[START OF Exercise materials]

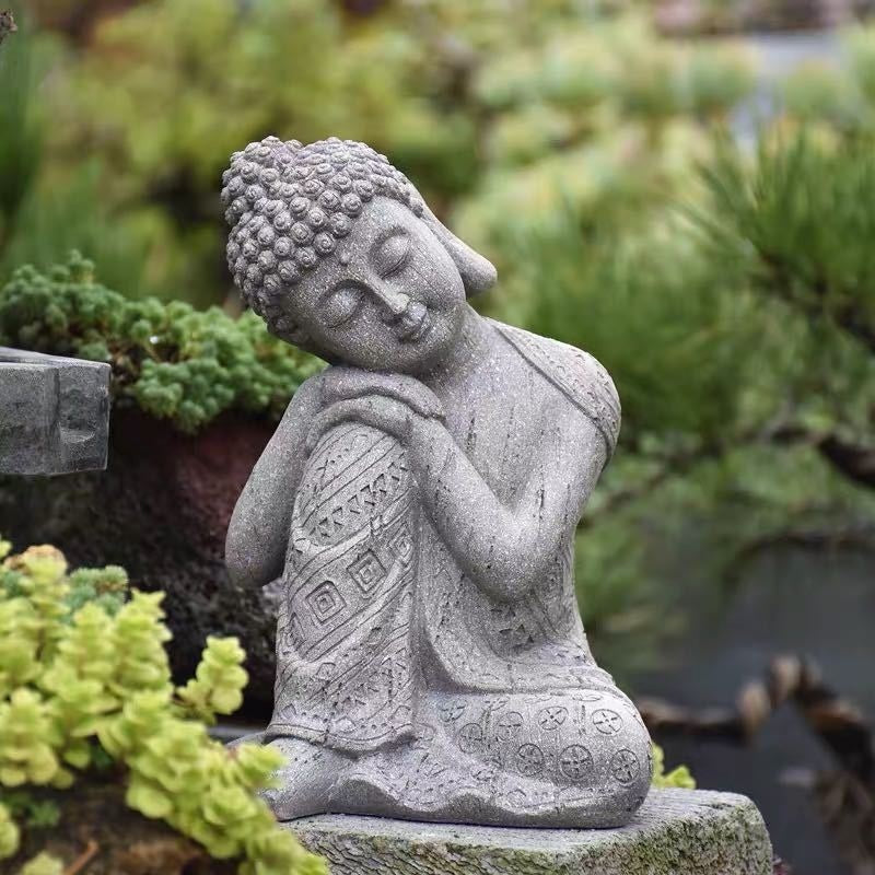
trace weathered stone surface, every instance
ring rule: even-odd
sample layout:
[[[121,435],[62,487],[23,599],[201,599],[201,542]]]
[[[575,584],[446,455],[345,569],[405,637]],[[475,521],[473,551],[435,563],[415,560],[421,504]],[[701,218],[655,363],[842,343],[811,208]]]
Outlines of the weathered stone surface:
[[[320,815],[288,825],[332,875],[770,875],[750,800],[654,790],[607,830],[508,829]]]
[[[0,347],[0,472],[106,467],[109,365]]]

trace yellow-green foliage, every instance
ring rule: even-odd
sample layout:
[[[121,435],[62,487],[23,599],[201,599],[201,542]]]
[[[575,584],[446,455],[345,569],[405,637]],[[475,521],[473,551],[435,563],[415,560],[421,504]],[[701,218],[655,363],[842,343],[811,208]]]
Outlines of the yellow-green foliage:
[[[678,766],[670,772],[665,771],[665,754],[658,745],[653,745],[653,786],[679,786],[696,790],[696,779],[686,766]]]
[[[229,752],[207,724],[241,703],[235,639],[210,638],[195,679],[171,681],[161,593],[126,597],[124,571],[67,572],[52,547],[8,556],[0,541],[0,788],[68,788],[107,755],[126,800],[242,875],[317,875],[323,863],[281,830],[257,791],[281,765],[272,750]],[[20,827],[0,804],[0,858]],[[36,858],[23,872],[56,870]]]

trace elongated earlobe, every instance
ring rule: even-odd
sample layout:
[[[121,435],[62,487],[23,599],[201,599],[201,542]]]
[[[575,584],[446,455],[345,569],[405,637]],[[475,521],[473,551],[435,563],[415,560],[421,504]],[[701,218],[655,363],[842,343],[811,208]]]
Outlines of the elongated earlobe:
[[[463,243],[428,207],[422,211],[422,219],[456,265],[468,298],[485,292],[495,284],[498,271],[488,258],[483,258],[467,243]]]

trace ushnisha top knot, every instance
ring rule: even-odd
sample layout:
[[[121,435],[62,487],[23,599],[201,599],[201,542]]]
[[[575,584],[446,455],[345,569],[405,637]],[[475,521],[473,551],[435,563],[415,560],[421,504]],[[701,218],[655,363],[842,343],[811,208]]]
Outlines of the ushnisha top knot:
[[[277,332],[293,328],[281,306],[283,288],[334,254],[364,203],[382,195],[416,215],[424,209],[385,155],[337,137],[308,145],[277,137],[249,143],[231,156],[222,183],[232,229],[228,266],[246,302]]]

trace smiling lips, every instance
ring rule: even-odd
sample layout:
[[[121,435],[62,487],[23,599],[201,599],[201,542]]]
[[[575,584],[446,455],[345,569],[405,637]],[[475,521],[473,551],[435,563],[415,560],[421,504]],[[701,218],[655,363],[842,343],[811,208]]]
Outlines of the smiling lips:
[[[395,324],[395,335],[405,343],[413,343],[425,336],[431,328],[429,312],[418,301],[408,305]]]

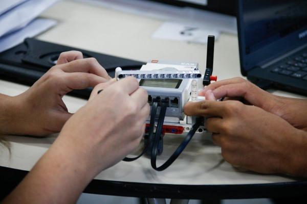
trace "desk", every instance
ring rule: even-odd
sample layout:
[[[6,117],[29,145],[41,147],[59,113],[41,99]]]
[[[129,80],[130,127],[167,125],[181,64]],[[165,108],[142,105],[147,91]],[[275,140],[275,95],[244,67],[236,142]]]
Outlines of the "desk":
[[[205,65],[206,45],[151,38],[162,23],[157,20],[71,1],[60,2],[42,16],[55,19],[59,24],[38,36],[40,40],[140,61],[198,62],[201,69]],[[241,76],[236,36],[221,35],[216,43],[214,63],[214,73],[220,80]],[[1,93],[16,95],[28,88],[0,80]],[[286,92],[270,91],[303,97]],[[71,112],[86,102],[70,96],[65,96],[63,100]],[[11,155],[1,147],[0,170],[8,175],[15,174],[17,180],[21,179],[56,137],[56,135],[42,139],[7,137],[11,144]],[[165,159],[181,139],[167,136],[160,159]],[[134,162],[121,162],[98,175],[84,192],[136,197],[232,198],[302,195],[304,192],[301,187],[307,186],[304,182],[286,176],[240,171],[226,162],[209,170],[222,159],[219,147],[195,138],[164,171],[152,169],[145,157]]]

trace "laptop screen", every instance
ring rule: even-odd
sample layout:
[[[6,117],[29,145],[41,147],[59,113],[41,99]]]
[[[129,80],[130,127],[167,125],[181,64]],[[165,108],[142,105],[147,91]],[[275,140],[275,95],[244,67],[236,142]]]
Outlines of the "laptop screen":
[[[307,43],[307,1],[238,0],[244,71]]]

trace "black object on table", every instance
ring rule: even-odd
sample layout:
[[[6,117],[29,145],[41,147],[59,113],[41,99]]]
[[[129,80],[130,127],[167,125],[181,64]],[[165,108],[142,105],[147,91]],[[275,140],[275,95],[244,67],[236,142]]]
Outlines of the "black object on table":
[[[9,193],[28,171],[0,167],[0,200]],[[5,190],[4,190],[5,189]],[[161,198],[221,199],[289,198],[304,196],[307,181],[265,184],[174,185],[93,180],[84,193]]]
[[[93,57],[114,77],[115,68],[123,70],[139,69],[143,62],[112,56],[75,47],[27,38],[16,46],[0,53],[0,78],[31,85],[50,68],[54,66],[60,54],[63,52],[78,50],[84,58]],[[91,88],[74,90],[70,94],[88,98]]]

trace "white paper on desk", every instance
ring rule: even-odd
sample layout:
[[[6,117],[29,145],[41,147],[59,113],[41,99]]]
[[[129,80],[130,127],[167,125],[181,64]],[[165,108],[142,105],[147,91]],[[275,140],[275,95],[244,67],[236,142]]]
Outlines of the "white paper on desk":
[[[0,37],[24,28],[58,1],[28,0],[1,15]]]
[[[216,40],[219,34],[219,32],[215,31],[166,22],[163,23],[154,33],[152,37],[156,39],[206,44],[208,35],[215,36]]]
[[[47,18],[33,20],[26,27],[0,38],[0,53],[17,45],[26,38],[36,36],[56,23],[56,20]]]
[[[0,1],[0,15],[28,0],[2,0]]]
[[[1,1],[1,0],[0,0]],[[179,7],[144,0],[75,0],[167,22],[192,24],[200,28],[237,33],[234,16],[190,7]],[[197,0],[193,0],[195,2]],[[205,1],[199,0],[203,4]]]

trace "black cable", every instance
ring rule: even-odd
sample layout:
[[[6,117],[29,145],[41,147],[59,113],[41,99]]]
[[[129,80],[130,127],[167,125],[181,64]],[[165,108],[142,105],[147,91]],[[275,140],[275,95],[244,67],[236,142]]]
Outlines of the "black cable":
[[[172,155],[163,164],[162,164],[160,167],[157,167],[157,156],[158,152],[158,144],[159,143],[159,139],[161,136],[161,134],[162,133],[162,128],[161,128],[161,130],[160,130],[160,127],[159,126],[159,124],[160,124],[160,123],[162,123],[162,125],[163,125],[163,121],[165,116],[165,112],[166,112],[166,107],[165,107],[165,109],[164,109],[165,106],[165,105],[163,105],[163,104],[162,104],[162,106],[161,107],[161,110],[160,113],[160,115],[159,116],[157,131],[156,131],[156,135],[155,136],[154,143],[153,145],[152,150],[151,151],[151,167],[154,169],[159,171],[163,171],[167,168],[168,168],[178,158],[179,155],[180,155],[181,152],[182,152],[182,151],[183,151],[184,149],[186,148],[189,142],[190,142],[190,141],[194,136],[194,134],[195,134],[197,130],[199,129],[199,126],[204,122],[203,118],[202,117],[197,118],[196,120],[196,122],[195,123],[195,124],[194,124],[194,125],[193,125],[192,128],[191,129],[190,131],[189,131],[189,133],[186,136],[185,139],[181,142],[181,143],[180,144],[180,145],[179,145],[178,147],[177,147],[175,151],[174,151]],[[159,123],[159,122],[160,122]]]
[[[157,115],[157,109],[158,102],[154,102],[152,103],[152,106],[151,106],[151,111],[150,111],[150,125],[149,126],[149,130],[148,131],[148,139],[149,140],[152,138],[152,135],[154,134],[154,130],[155,129],[155,119],[156,118],[156,115]],[[146,146],[144,147],[144,149],[139,156],[133,158],[125,157],[123,159],[123,161],[125,162],[132,162],[142,157],[143,155],[144,155],[144,154],[147,151],[148,146],[150,145],[150,142],[148,143],[149,144],[147,144]]]
[[[162,133],[163,123],[164,122],[164,118],[165,117],[165,114],[166,113],[166,109],[167,106],[168,106],[168,101],[163,100],[161,101],[161,108],[160,109],[159,118],[158,119],[156,133],[155,134],[154,141],[152,141],[151,154],[150,154],[151,166],[154,169],[154,166],[156,166],[156,160],[157,156],[158,155],[159,143]]]

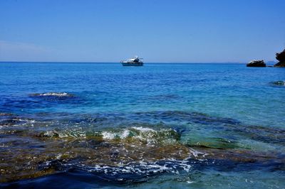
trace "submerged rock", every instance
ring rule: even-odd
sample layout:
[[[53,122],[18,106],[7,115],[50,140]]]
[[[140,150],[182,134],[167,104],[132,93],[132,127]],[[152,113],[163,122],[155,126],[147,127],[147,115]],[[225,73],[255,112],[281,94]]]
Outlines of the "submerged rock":
[[[247,64],[247,67],[266,67],[263,60],[253,60]]]
[[[276,59],[279,62],[274,65],[274,67],[285,67],[285,49],[281,52],[276,53]]]

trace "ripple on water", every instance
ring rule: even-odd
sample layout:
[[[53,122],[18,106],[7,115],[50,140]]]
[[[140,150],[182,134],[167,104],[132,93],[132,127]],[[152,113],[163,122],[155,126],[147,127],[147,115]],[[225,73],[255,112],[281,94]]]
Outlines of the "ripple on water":
[[[285,170],[284,156],[242,149],[237,143],[222,137],[200,139],[204,141],[200,144],[182,142],[185,131],[195,131],[189,126],[199,123],[211,128],[217,125],[219,131],[231,131],[247,139],[264,142],[275,139],[284,145],[281,136],[285,132],[281,129],[244,125],[237,120],[198,112],[49,113],[33,119],[3,117],[0,124],[6,127],[0,134],[1,182],[74,169],[121,183],[146,181],[162,173],[187,174],[193,169],[239,171],[263,165]],[[120,121],[117,126],[99,127],[112,122],[116,125],[114,120]]]

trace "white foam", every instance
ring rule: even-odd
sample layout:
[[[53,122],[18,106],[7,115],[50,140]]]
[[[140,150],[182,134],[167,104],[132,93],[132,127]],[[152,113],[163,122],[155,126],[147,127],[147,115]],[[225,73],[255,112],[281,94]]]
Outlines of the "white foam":
[[[37,96],[58,96],[58,97],[66,97],[70,96],[67,92],[46,92],[42,94],[36,94]]]

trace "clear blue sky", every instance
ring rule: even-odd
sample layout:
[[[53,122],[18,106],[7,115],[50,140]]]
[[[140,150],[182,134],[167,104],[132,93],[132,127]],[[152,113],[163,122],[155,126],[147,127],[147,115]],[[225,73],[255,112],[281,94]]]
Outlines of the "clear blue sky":
[[[274,60],[284,0],[2,0],[0,61]]]

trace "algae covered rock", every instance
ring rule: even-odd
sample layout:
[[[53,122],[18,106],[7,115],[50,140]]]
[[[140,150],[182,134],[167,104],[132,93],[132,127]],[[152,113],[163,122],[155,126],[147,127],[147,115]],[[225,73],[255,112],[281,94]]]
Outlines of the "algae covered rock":
[[[276,59],[279,60],[274,67],[285,67],[285,49],[281,52],[276,53]]]

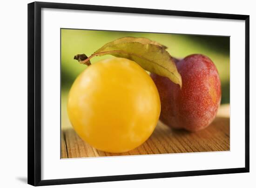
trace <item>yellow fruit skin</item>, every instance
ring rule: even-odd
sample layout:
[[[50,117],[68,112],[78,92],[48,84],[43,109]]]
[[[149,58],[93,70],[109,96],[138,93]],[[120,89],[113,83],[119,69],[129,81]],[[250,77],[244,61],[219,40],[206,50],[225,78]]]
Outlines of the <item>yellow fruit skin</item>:
[[[160,105],[146,72],[132,61],[115,58],[93,64],[77,77],[69,91],[67,113],[83,140],[98,150],[119,153],[149,137]]]

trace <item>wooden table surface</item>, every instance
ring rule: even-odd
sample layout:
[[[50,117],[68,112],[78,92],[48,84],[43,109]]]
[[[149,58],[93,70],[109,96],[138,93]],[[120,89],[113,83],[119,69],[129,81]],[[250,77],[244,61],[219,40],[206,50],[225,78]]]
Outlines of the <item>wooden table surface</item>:
[[[229,105],[221,106],[215,120],[196,132],[175,130],[159,122],[143,144],[125,153],[98,150],[82,140],[72,128],[61,132],[61,158],[227,151],[229,150]]]

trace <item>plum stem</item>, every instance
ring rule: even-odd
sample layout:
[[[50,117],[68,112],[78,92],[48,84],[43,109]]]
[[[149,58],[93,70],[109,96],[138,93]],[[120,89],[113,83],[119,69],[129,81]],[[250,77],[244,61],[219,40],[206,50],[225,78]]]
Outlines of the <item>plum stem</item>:
[[[75,59],[81,63],[85,64],[88,66],[90,66],[91,65],[91,62],[90,62],[90,58],[88,58],[88,57],[85,54],[77,54],[74,56],[74,59]]]

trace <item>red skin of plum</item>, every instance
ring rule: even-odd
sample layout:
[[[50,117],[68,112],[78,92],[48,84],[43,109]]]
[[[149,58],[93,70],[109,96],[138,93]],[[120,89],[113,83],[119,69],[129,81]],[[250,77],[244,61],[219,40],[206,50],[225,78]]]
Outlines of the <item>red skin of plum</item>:
[[[215,118],[221,102],[217,69],[209,57],[201,54],[174,60],[182,76],[181,89],[167,77],[150,75],[160,96],[160,119],[173,128],[190,132],[202,129]]]

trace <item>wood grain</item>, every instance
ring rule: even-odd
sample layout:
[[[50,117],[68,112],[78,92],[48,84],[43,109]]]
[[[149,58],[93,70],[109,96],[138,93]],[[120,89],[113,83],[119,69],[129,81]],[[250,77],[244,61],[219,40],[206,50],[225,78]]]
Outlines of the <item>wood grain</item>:
[[[229,111],[228,107],[225,107],[225,111]],[[143,144],[121,153],[98,150],[82,140],[74,129],[65,129],[61,134],[61,158],[229,150],[229,118],[222,116],[219,113],[209,126],[196,132],[173,130],[159,122],[152,135]]]

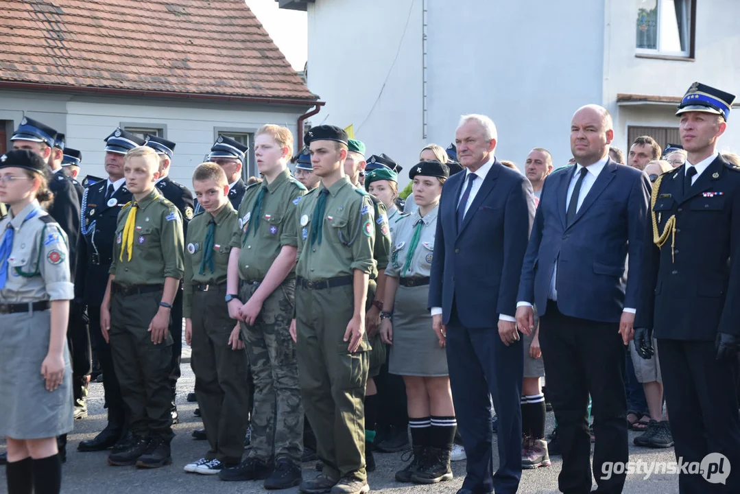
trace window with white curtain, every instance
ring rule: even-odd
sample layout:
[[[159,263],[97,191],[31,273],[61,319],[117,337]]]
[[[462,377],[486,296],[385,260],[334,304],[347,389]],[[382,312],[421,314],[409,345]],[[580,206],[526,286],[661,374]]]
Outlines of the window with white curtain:
[[[637,53],[690,56],[695,1],[637,0]]]

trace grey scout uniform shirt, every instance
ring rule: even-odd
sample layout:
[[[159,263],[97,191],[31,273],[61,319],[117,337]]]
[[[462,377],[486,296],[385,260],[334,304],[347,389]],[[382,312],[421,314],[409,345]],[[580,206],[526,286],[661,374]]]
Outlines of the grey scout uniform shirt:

[END OF Exercise materials]

--- Task goal ---
Extract verbatim the lines of the material from the one holding "trace <item>red skin" through the end of the material, both inclusive, omitting the picture markers.

--- Output of the task ---
trace <item>red skin of plum</item>, every instance
ring rule: even-odd
sample layout:
[[[50,117],[68,112],[78,92],[48,84],[43,109]]]
[[[149,58],[93,70],[109,96],[138,93]],[[120,89],[113,83],[119,69],[129,81]],[[250,77],[244,61],[219,40],[206,50],[225,78]]]
Outlines of the <item>red skin of plum</item>:
[[[215,118],[221,102],[217,69],[209,57],[201,54],[174,60],[182,76],[181,89],[167,77],[150,75],[160,96],[160,119],[173,128],[190,132],[202,129]]]

trace <item>wood grain</item>, every instance
ring rule: even-odd
sample layout:
[[[50,117],[68,112],[78,92],[48,84],[43,109]]]
[[[149,58],[93,70],[109,96],[138,93]],[[120,89],[113,83],[119,69],[129,81]],[[250,77],[244,61],[219,40],[206,50],[225,78]]]
Outlines of the <item>wood grain</item>:
[[[229,111],[228,107],[225,107],[225,111]],[[143,144],[121,153],[98,150],[82,140],[74,129],[65,129],[61,134],[61,158],[229,150],[229,118],[222,116],[219,113],[209,126],[196,132],[173,130],[159,122],[152,135]]]

trace window with white curtain, every instance
ring rule: even-odd
sample layout:
[[[159,263],[97,191],[31,273],[61,319],[117,337]]]
[[[462,377],[486,296],[385,260],[334,304],[347,389]],[[382,312],[421,314],[409,345]],[[580,206],[526,286],[661,374]]]
Outlines of the window with white curtain:
[[[637,53],[690,56],[695,1],[637,0]]]

trace grey scout uniform shirt, every instance
ring rule: even-odd
sample layout:
[[[159,263],[97,191],[31,273],[61,319],[117,337]]]
[[[462,377],[486,296],[385,260],[334,304],[347,389]],[[382,312],[421,314],[409,345]],[[580,206],[526,286],[661,374]]]
Outlines of the grey scout uniform shirt:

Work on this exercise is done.